[Opening DATA FOR ANALYSIS section]

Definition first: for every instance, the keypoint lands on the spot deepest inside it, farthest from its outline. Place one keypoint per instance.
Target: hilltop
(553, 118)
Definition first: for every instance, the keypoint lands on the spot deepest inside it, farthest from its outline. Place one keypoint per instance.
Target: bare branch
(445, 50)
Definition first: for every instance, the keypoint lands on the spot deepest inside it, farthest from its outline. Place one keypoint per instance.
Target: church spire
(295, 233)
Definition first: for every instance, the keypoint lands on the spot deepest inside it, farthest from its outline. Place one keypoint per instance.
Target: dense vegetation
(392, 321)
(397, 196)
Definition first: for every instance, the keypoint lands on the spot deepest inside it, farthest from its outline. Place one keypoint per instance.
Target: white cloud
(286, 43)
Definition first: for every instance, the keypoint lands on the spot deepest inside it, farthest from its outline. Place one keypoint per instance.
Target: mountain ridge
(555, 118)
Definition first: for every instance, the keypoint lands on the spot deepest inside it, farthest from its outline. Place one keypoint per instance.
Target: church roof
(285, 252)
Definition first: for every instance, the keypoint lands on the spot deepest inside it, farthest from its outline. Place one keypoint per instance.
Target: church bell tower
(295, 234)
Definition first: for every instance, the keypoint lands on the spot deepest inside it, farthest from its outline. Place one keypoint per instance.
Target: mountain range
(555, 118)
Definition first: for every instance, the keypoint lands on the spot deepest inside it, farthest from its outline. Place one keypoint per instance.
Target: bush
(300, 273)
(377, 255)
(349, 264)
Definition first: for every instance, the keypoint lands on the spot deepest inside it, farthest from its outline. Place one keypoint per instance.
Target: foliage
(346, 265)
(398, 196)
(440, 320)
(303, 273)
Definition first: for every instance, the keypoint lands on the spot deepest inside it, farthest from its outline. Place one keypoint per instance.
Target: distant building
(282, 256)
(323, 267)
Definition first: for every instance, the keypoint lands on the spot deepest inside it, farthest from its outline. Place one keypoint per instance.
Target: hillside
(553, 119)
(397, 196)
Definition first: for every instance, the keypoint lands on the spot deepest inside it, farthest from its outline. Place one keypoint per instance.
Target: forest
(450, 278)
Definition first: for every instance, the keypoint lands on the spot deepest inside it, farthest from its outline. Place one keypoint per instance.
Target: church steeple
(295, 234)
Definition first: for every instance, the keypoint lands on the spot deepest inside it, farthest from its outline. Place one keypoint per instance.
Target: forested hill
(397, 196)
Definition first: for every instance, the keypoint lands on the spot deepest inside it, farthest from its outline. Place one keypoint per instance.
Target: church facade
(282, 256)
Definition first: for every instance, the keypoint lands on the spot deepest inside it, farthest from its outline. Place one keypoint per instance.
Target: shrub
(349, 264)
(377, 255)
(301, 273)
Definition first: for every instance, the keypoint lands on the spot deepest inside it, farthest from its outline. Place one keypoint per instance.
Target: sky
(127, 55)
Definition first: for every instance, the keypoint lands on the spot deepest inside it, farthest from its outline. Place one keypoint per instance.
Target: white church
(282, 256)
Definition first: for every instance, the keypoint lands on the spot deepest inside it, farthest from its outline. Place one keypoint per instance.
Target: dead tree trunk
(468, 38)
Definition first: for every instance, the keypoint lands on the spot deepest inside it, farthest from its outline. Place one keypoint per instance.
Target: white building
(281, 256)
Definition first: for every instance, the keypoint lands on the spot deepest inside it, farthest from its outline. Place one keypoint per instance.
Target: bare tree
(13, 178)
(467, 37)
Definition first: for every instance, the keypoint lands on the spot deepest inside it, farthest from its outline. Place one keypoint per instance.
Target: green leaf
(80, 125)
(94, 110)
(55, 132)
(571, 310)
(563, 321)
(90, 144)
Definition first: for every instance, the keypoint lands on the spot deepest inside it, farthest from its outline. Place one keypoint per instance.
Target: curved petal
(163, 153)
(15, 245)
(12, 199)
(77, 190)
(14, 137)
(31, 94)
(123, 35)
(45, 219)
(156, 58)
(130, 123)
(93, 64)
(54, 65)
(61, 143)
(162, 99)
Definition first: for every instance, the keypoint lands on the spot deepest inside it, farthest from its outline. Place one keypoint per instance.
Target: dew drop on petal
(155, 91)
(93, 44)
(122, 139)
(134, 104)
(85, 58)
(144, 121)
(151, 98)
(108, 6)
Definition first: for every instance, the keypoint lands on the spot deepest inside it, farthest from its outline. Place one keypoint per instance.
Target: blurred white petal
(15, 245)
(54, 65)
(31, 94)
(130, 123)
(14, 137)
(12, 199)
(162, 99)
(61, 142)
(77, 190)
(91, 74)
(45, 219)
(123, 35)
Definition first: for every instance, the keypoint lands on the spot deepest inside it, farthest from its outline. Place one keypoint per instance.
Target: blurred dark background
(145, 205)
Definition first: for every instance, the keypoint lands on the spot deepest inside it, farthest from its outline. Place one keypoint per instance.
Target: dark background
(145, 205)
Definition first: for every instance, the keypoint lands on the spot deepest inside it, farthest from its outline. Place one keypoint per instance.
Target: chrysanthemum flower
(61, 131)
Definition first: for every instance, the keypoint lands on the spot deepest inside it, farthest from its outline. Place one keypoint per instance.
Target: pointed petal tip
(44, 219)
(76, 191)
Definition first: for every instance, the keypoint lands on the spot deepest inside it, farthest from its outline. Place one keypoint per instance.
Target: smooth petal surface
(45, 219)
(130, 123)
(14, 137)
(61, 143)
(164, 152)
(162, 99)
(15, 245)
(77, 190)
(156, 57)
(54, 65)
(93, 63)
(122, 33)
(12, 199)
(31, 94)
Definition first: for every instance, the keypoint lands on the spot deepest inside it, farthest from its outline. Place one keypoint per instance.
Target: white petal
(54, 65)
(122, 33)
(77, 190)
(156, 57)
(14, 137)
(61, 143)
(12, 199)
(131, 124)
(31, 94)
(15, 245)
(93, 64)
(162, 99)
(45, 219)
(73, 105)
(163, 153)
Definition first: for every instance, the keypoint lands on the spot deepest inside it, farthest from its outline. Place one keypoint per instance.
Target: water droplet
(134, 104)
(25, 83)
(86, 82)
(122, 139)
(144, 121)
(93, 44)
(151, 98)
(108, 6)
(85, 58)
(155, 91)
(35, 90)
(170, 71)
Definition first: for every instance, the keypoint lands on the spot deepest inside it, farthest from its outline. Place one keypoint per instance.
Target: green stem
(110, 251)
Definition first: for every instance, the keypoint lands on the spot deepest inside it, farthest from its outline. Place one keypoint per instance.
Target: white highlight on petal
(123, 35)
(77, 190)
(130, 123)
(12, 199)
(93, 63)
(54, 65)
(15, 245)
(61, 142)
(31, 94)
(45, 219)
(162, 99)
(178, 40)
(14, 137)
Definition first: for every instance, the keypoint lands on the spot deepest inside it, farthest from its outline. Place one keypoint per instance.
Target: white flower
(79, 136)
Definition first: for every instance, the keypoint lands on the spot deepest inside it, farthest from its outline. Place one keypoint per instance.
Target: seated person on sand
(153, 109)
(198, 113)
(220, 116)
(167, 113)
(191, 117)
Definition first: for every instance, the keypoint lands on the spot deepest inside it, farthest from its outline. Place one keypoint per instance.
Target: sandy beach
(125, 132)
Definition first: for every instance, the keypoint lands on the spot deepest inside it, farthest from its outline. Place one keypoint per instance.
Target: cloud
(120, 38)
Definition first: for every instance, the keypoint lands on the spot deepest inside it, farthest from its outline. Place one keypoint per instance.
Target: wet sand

[Closing DATA FOR ANALYSIS section]

WHAT THE TASK ASKS = Copy exactly, and only, the lines from the line that contains "Target: white petal" through the end of the data above.

ANSWER TO THE EXERCISE =
Target: white petal
(54, 65)
(122, 33)
(77, 190)
(156, 57)
(14, 137)
(61, 143)
(12, 199)
(131, 124)
(31, 94)
(15, 245)
(93, 64)
(162, 99)
(45, 219)
(73, 105)
(163, 153)
Definition first: for every instance, the keypoint lands on the spot deepest inside it, farthest from its outline. Place one keypoint per instance.
Target: water droplet
(134, 104)
(25, 83)
(86, 82)
(122, 139)
(144, 121)
(93, 44)
(151, 98)
(108, 6)
(85, 58)
(155, 91)
(35, 90)
(170, 71)
Definition first: for every instance, the keypoint lands on the spot deepest inside it, farthest from its outline. Place one keypoint per instance.
Target: green stem
(110, 251)
Definition first: for every instance, the keypoint lands on the spot deepest inside it, farthest from its outline. Place one keypoint per instance.
Target: white highlight on petal
(123, 35)
(77, 190)
(130, 123)
(12, 199)
(93, 63)
(54, 65)
(15, 245)
(61, 142)
(31, 94)
(45, 219)
(162, 99)
(178, 40)
(14, 137)
Definition first: for every instance, the keypoint lands on the spot deepest inside it, farthest from its outline. Place one keypoint per instance.
Target: white flower
(79, 136)
Definition first: for every instance, the keypoint lands on the spot deepest inside it, farthest from its outline. Place one keypoint per instance.
Target: seated person on sand
(153, 109)
(198, 113)
(220, 116)
(167, 113)
(191, 117)
Definition first: for every instance, the keypoint lands on the spot deepest inside it, farthest from its outline. Place one keypoint per instance.
Target: sandy beach
(125, 132)
Definition first: for every instance, the keypoint lands on the spot deepest inside it, farthest from its outline. Place one keypoint per instance.
Target: cloud
(120, 38)
Definition first: for every instance, the keypoint lands on the spot deepest inside it, farthest from its outline. Place one keypoint per instance.
Target: wet sand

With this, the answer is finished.